Write each entry again exactly as shown, but without the images it holds.

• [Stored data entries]
+---+

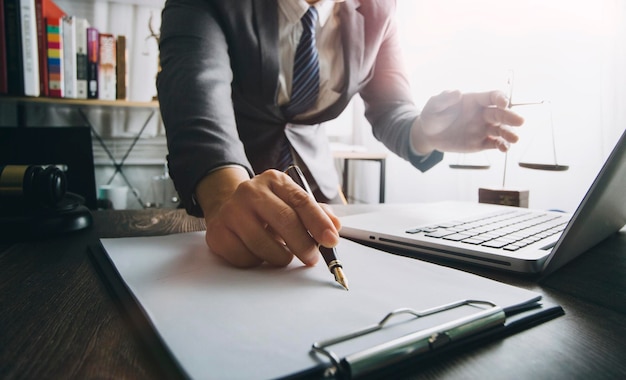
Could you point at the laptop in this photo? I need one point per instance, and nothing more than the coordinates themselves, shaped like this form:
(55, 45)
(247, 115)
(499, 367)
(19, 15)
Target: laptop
(504, 237)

+---+

• [Result]
Could you point at the laptop in this photo? I need one point per instance, and nothing more than the coordinates themselves, shaped like this form:
(55, 45)
(247, 115)
(499, 367)
(19, 15)
Target: laptop
(504, 237)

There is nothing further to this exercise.